Les échecs constants des sommets des chefs d'Etat de l'Union africaine (UA) ont conduit au fiasco de cette organisation et ceci se reflète dans le dysfonctionnement de ses principales instances, a déclaré, à Conakry, le leader libyen, Mouammar Kadhafi.
Pour Kadhafi, un éventuel report de la création du gouvernement fédéral africain pendant le 9ème sommet de l'UA prévu début juillet à Accra, ramènerait l'UA à l'ère de la défunte Organisation de l'unité africaine (OUA) qu'elle a remplacée. Et c'est pour cela, a-t-il déclaré, que cette rencontre est "très importante, car elle sera un virage historique pour l'Afrique".
De son point de vue, la présente Union africaine en tant que projet continental n'a déjà pas d'avenir, parce que ses institutions, notamment la Commission et le Conseil exécutif "ont échoué dans leurs missions" et un Parlement panafricain qui s'est révélé n'être qu'une "entité de décor sans aucune compétence".
Cet échec du projet de l'UA, a-t-il indiqué, est le résultat précisément de l'absence d'un gouvernement fédéral qui exécuterait leurs décisions. "Nous avons décidé de créer une Banque centrale africaine, un Fonds monétaire africain et des Commissions techniques spécialisées, ce qui n'a pas été fait car aucune de ces institutions n'a encore été créée, jusqu'à présent", a-t-il affirmé.
"Avec ce fiasco de la Commission de l'UA, ont aussi échoué tous les sommets des chefs d'Etat et de gouvernement qui se sont tenus jusqu'à nos jours, depuis la création de l'Union africaine", a soutenu Kadhafi, qui a exhorté les autres leaders africains à ne pas imposer, de ce fait, leurs volontés aux populations mais à travailler pour l'intérêt de celles-ci, en instaurant, à partir du sommet d'Accra, un gouvernement continental afin de créer une identité et une monnaie uniques.
Il s'exprimait ainsi, lundi à Conakry, devant la foule qui l'a accueilli avant de terminer une visite officielle en Guinée-Conakry, une étape de la tournée qu'il effectue à travers certains pays de l'Afrique de l'Ouest pour mobiliser les soutiens de la Société civile et des gouvernements de ces pays à sa proposition de création des Etats unis d'Afrique.
Dans cette campagne qui comprend des parcours par la route avec une délégation composée d'hommes d'affaires libyens en un cortège d'une centaine de véhicules, le leader libyen a aussi visité le Mali et la Sierra Leone où il a réitéré auprès des pouvoirs publics et de la Société civile locaux son discours d'apologie de l'afro-fédéralisme, exhortant les populations à ne pas permettre que leurs leaders reportent le rêve de l'unification du continent.

━━━━━━━━━━━━━━━━

* **CONSIGNE**
Dans l'extrait, reprenez le passage qui commence par « Dans cette campagne » et se poursuit jusqu'à « l'unification du continent. », en changeant « une centaine » en « une cinquantaine ». La liste qui suit constitue un matériau distinct de l'extrait.

* **LISTE**
━━━━━━━━━━━━━━━━

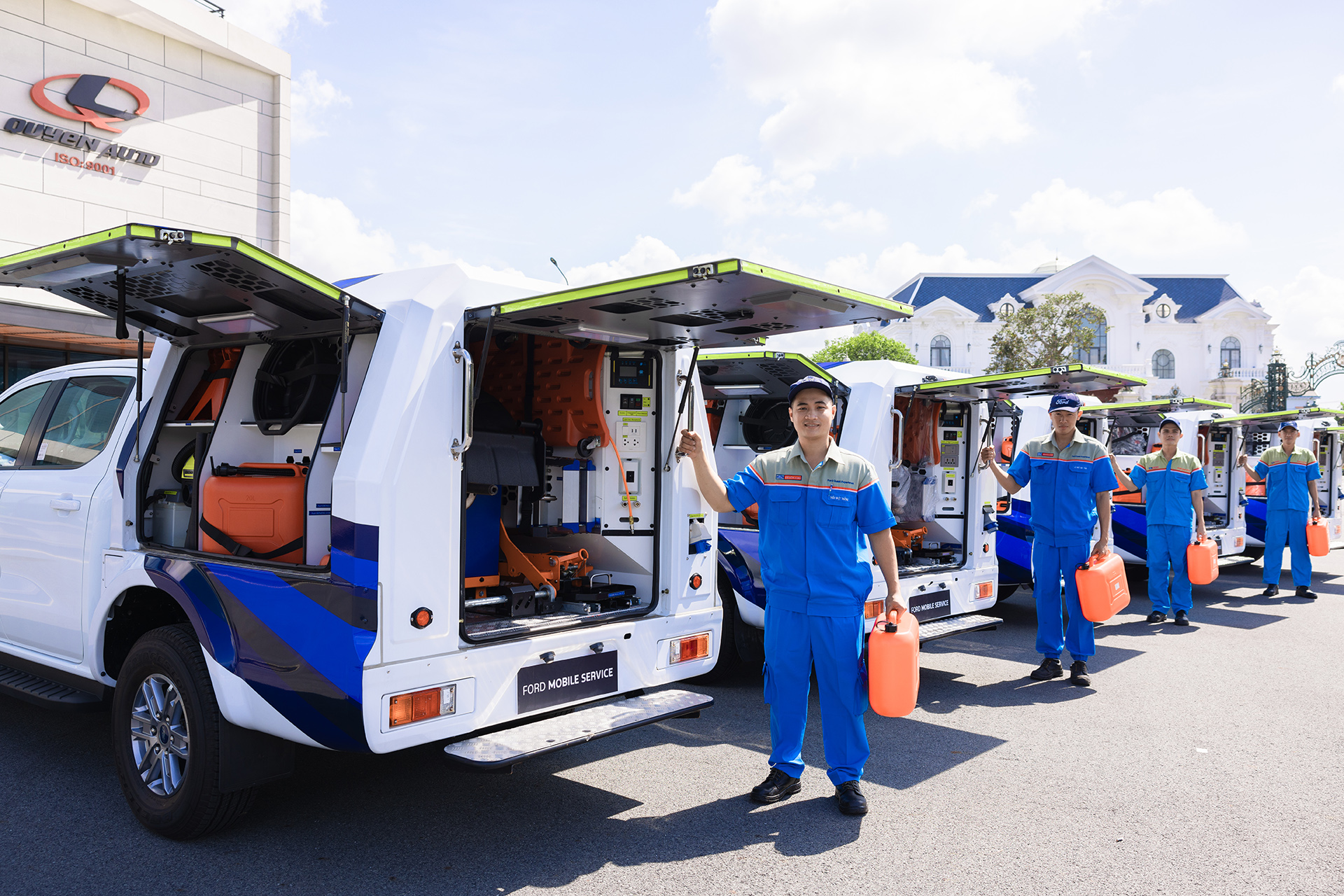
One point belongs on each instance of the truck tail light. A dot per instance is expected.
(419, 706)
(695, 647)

━━━━━━━━━━━━━━━━

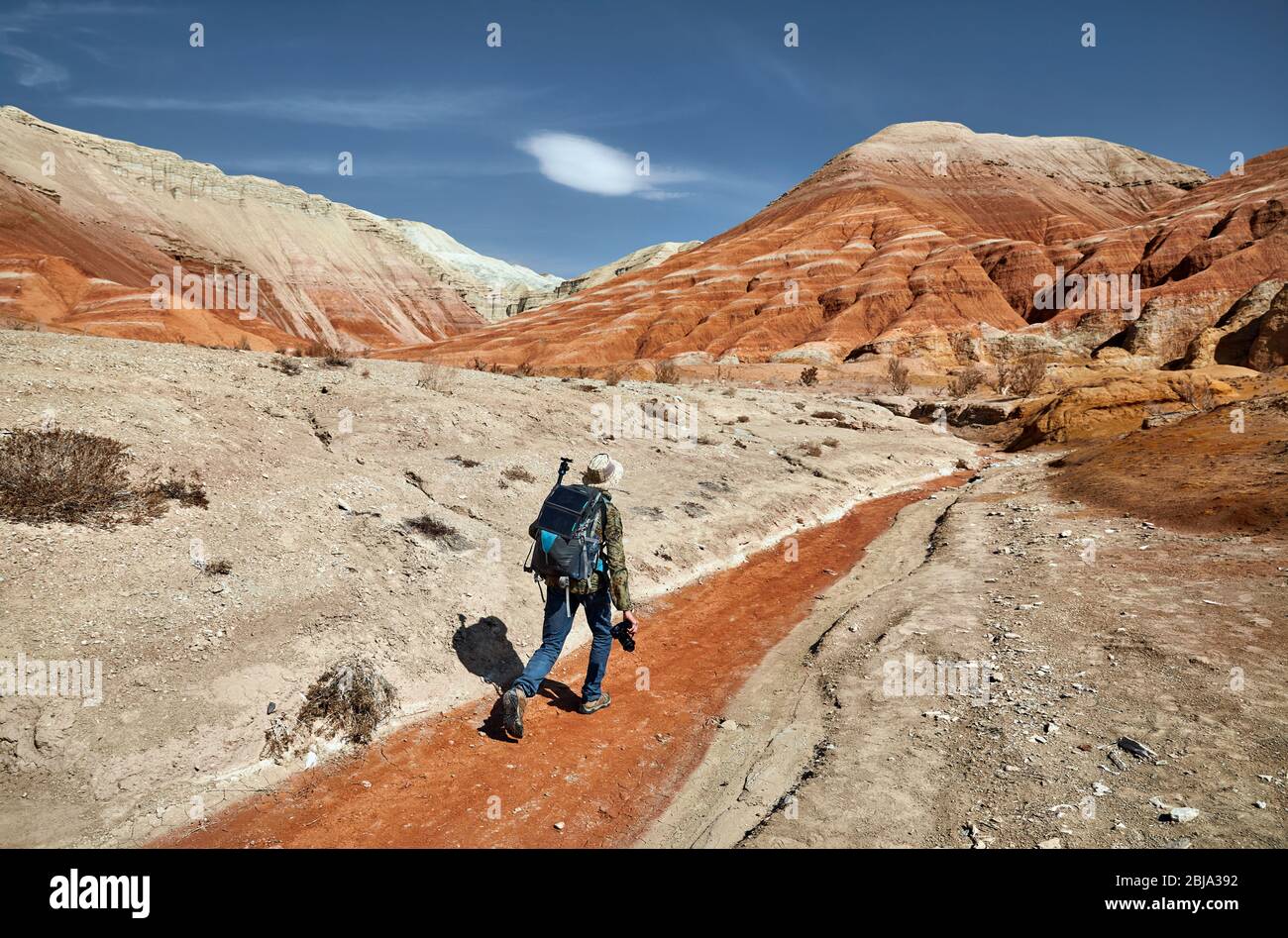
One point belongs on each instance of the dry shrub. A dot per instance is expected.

━━━━━━━━━━━━━━━━

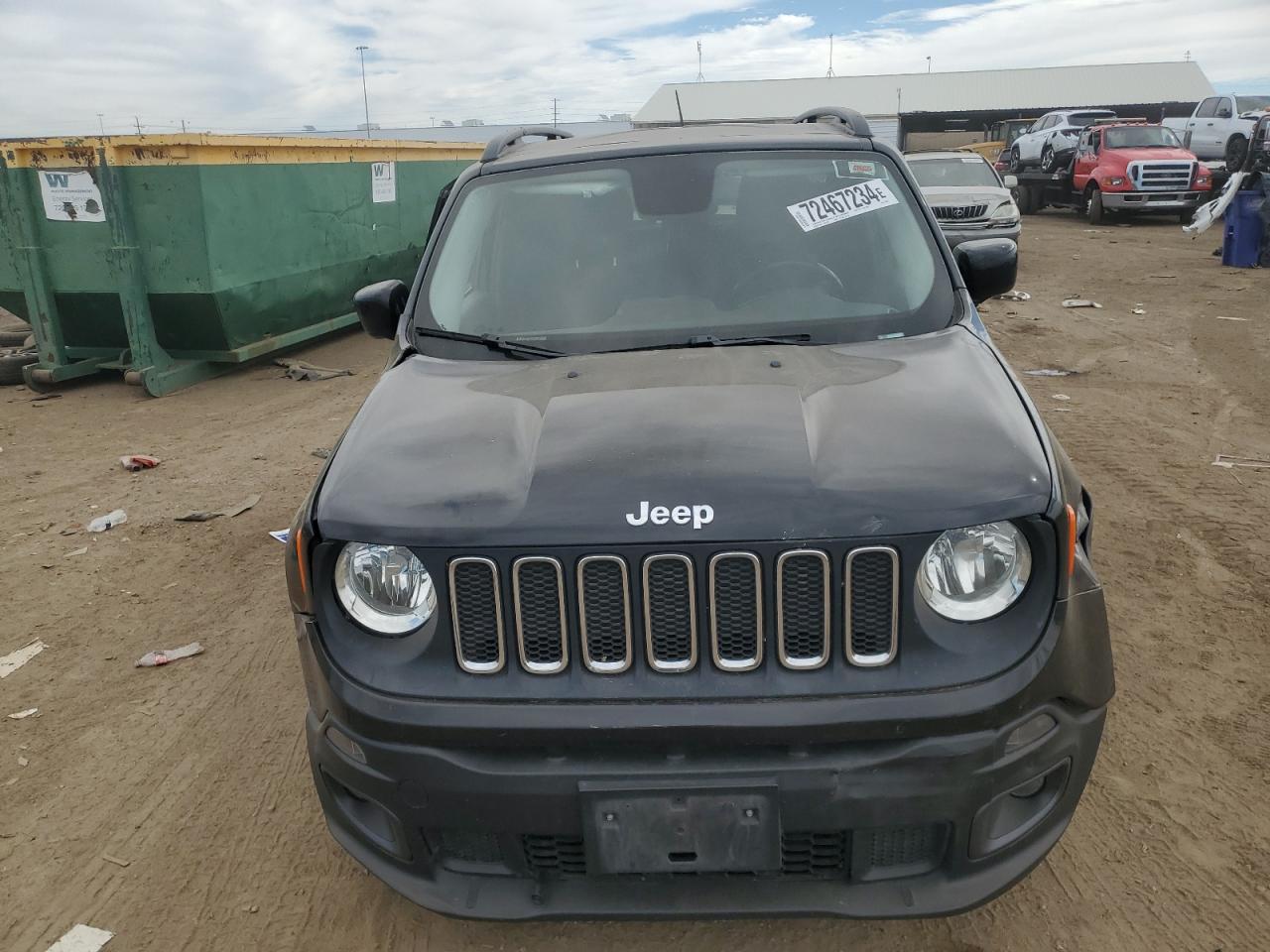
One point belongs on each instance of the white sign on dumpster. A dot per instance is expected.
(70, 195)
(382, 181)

━━━━━━━━━━━━━━━━

* **RÉPONSE**
Dans cette campagne qui comprend des parcours par la route avec une délégation composée d'hommes d'affaires libyens en un cortège d'une cinquantaine de véhicules, le leader libyen a aussi visité le Mali et la Sierra Leone où il a réitéré auprès des pouvoirs publics et de la Société civile locaux son discours d'apologie de l'afro-fédéralisme, exhortant les populations à ne pas permettre que leurs leaders reportent le rêve de l'unification du continent.